### Task item
Retype the lines of the listing below exactly, but only those from the one containing "Practice: locate the yellow-green" through the last line; pictures stay out.

************

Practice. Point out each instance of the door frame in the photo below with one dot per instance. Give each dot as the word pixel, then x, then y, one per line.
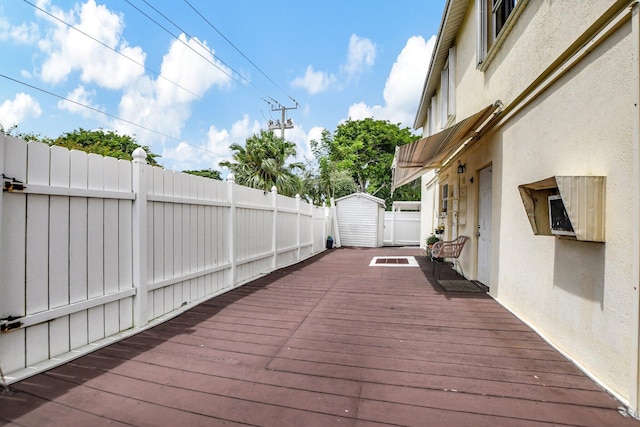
pixel 483 261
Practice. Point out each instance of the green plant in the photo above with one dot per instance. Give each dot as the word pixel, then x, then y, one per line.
pixel 432 239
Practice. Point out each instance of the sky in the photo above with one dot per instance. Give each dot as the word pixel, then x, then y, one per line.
pixel 188 78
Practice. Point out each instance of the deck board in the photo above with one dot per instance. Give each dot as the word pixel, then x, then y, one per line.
pixel 330 341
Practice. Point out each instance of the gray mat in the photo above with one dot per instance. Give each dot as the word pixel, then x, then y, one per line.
pixel 459 286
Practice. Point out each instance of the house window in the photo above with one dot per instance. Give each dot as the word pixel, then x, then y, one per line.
pixel 491 17
pixel 448 89
pixel 444 97
pixel 432 116
pixel 501 11
pixel 445 198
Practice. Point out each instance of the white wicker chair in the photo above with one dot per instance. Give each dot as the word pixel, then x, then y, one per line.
pixel 448 250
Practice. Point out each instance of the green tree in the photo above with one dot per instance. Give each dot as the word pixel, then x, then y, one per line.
pixel 263 163
pixel 365 149
pixel 105 143
pixel 207 173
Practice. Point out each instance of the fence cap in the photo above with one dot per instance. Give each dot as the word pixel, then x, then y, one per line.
pixel 139 155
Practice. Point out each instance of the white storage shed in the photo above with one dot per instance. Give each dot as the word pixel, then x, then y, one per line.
pixel 360 220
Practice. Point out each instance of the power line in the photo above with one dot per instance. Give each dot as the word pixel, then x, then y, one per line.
pixel 232 76
pixel 112 49
pixel 105 113
pixel 237 49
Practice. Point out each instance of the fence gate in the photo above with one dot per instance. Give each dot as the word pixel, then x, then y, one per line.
pixel 65 261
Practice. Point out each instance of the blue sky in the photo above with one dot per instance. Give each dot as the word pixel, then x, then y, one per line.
pixel 190 97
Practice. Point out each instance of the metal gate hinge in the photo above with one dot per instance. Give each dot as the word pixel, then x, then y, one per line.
pixel 11 184
pixel 9 323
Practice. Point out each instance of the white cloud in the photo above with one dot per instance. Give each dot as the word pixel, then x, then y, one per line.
pixel 161 105
pixel 23 33
pixel 216 149
pixel 403 87
pixel 314 81
pixel 15 112
pixel 68 49
pixel 190 70
pixel 361 54
pixel 80 96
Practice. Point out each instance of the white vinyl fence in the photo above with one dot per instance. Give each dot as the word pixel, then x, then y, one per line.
pixel 401 228
pixel 93 249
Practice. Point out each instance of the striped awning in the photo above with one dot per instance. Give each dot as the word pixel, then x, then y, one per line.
pixel 412 160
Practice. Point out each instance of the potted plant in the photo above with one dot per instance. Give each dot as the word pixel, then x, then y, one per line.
pixel 430 241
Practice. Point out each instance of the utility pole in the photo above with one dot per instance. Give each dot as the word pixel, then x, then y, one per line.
pixel 284 123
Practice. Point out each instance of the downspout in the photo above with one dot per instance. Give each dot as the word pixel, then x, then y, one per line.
pixel 634 400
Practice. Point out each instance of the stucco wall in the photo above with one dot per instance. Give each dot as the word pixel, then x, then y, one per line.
pixel 578 295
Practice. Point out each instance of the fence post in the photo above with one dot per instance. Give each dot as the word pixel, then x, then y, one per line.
pixel 298 226
pixel 393 227
pixel 232 229
pixel 140 279
pixel 274 243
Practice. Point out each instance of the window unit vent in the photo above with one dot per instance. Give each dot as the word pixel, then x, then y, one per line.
pixel 583 198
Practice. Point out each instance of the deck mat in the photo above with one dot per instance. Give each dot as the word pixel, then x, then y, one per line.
pixel 459 286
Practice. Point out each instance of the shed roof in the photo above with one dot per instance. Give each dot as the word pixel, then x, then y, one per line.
pixel 364 195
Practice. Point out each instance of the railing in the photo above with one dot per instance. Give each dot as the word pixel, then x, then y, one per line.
pixel 93 249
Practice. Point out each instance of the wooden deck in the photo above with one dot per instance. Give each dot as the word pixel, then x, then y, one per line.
pixel 328 342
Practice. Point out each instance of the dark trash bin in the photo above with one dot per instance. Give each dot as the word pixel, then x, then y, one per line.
pixel 329 242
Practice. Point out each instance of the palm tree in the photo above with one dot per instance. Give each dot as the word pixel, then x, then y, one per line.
pixel 262 163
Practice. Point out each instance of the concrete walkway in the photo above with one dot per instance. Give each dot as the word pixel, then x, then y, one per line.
pixel 328 342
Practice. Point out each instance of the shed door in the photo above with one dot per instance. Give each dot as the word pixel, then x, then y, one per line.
pixel 484 227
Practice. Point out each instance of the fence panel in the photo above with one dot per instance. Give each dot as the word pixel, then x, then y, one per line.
pixel 402 228
pixel 95 248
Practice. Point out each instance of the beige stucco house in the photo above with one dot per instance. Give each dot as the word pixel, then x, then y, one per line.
pixel 528 103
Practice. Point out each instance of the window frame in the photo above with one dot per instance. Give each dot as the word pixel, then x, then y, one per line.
pixel 490 30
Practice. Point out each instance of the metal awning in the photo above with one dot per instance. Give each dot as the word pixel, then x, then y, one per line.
pixel 412 160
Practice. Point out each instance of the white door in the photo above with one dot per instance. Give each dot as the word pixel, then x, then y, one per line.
pixel 484 227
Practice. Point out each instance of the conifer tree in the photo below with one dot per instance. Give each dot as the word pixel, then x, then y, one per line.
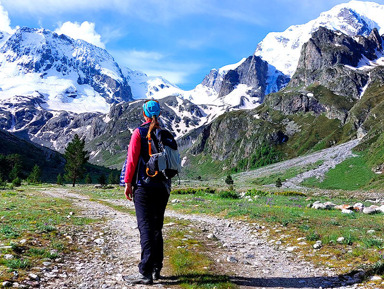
pixel 111 179
pixel 229 180
pixel 59 179
pixel 279 184
pixel 102 179
pixel 76 158
pixel 88 179
pixel 35 175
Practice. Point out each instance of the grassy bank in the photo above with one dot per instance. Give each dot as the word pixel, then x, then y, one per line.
pixel 32 230
pixel 289 221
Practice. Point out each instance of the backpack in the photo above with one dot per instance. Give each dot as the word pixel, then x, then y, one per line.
pixel 164 155
pixel 164 161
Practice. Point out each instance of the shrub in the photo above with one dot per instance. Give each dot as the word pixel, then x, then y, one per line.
pixel 16 182
pixel 254 192
pixel 290 193
pixel 313 236
pixel 192 191
pixel 229 195
pixel 18 263
pixel 102 179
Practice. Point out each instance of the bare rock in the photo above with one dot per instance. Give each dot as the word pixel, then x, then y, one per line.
pixel 317 245
pixel 6 284
pixel 347 211
pixel 371 210
pixel 340 239
pixel 8 256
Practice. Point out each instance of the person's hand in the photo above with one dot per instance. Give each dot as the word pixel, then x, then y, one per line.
pixel 128 191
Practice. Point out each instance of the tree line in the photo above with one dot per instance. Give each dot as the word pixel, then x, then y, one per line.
pixel 12 170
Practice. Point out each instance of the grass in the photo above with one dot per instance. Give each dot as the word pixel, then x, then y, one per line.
pixel 287 174
pixel 31 229
pixel 352 174
pixel 283 213
pixel 288 214
pixel 189 261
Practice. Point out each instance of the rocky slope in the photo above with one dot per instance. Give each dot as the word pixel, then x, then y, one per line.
pixel 69 74
pixel 334 96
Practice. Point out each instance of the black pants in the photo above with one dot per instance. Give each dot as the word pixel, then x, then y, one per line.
pixel 150 207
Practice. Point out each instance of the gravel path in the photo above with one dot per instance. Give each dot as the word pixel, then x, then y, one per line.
pixel 330 157
pixel 240 249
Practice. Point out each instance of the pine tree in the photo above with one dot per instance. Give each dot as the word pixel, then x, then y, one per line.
pixel 76 158
pixel 110 179
pixel 229 180
pixel 60 180
pixel 279 184
pixel 102 179
pixel 88 179
pixel 35 175
pixel 16 163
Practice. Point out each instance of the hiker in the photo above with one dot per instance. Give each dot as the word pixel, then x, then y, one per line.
pixel 150 196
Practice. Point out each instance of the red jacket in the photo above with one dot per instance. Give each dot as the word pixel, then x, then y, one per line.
pixel 133 155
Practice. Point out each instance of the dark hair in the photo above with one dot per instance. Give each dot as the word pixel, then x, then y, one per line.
pixel 154 124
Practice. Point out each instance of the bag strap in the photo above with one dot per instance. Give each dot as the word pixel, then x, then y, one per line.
pixel 150 154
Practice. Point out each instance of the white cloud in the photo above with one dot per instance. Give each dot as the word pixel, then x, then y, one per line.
pixel 85 31
pixel 5 22
pixel 156 64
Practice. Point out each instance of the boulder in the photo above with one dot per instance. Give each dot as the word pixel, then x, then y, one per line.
pixel 344 207
pixel 371 210
pixel 358 207
pixel 347 211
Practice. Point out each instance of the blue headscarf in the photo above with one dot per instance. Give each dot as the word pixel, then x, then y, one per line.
pixel 151 108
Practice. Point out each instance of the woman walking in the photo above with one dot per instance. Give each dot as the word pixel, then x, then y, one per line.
pixel 150 196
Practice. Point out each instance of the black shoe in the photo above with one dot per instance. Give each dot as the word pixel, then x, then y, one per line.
pixel 138 279
pixel 156 275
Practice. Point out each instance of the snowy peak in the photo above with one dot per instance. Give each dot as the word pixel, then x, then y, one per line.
pixel 72 75
pixel 282 50
pixel 144 86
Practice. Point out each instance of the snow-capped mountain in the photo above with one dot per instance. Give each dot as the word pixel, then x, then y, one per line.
pixel 282 49
pixel 66 74
pixel 144 86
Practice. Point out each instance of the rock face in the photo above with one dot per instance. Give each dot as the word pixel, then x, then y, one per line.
pixel 63 70
pixel 331 59
pixel 337 80
pixel 256 75
pixel 105 134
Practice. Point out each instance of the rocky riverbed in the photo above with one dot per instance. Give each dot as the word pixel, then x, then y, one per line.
pixel 110 249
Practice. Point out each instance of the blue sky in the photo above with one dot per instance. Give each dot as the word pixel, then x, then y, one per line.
pixel 180 40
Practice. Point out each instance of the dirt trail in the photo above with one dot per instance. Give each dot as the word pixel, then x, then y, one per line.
pixel 239 248
pixel 330 157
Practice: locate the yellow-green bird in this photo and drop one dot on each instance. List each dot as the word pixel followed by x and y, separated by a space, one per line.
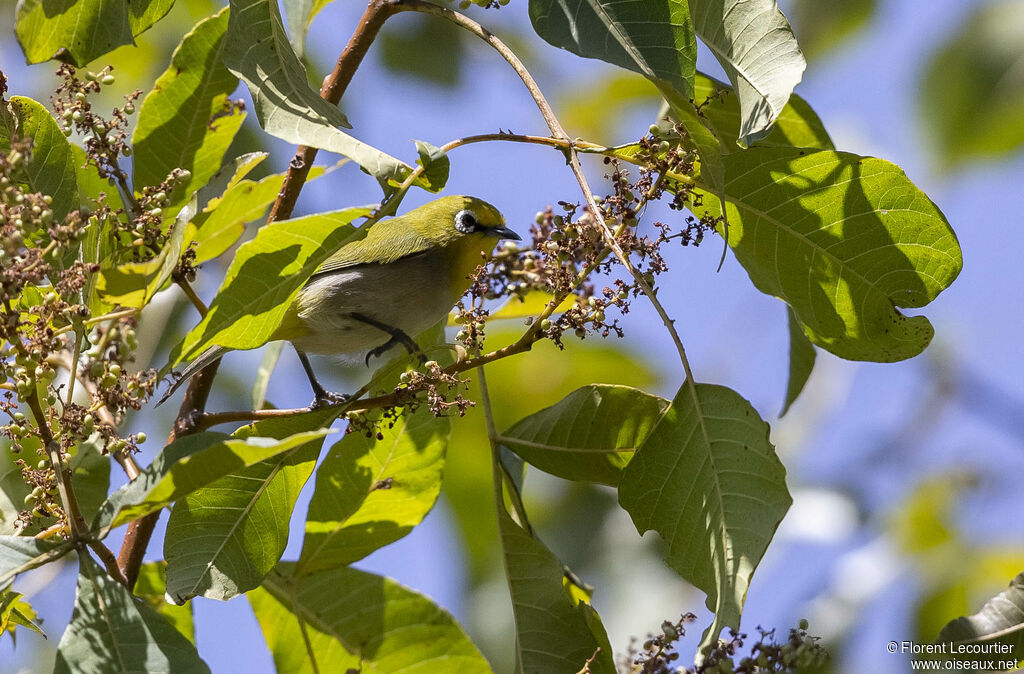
pixel 378 292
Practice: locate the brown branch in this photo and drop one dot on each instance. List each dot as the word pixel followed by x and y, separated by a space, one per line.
pixel 194 405
pixel 334 86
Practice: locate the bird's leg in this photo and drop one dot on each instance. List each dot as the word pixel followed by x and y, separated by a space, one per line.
pixel 322 396
pixel 397 337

************

### Answer for the task
Practice: locate the yellow-green bird in this photo and drop one dot on each instance. List each dot as the word pixel followed by x and y, separated by a space, one per line.
pixel 378 292
Practice: locate the brown branch in this photo and drop one dot on each instance. List each dot as the word pixel followed by x and y, separated by a space, one per line.
pixel 194 405
pixel 334 86
Practice: locate the bird's leg in this photo and drop one dot on each instance. List each dot as the word pixel followed by x and y, separated by a space, one per line.
pixel 322 396
pixel 397 337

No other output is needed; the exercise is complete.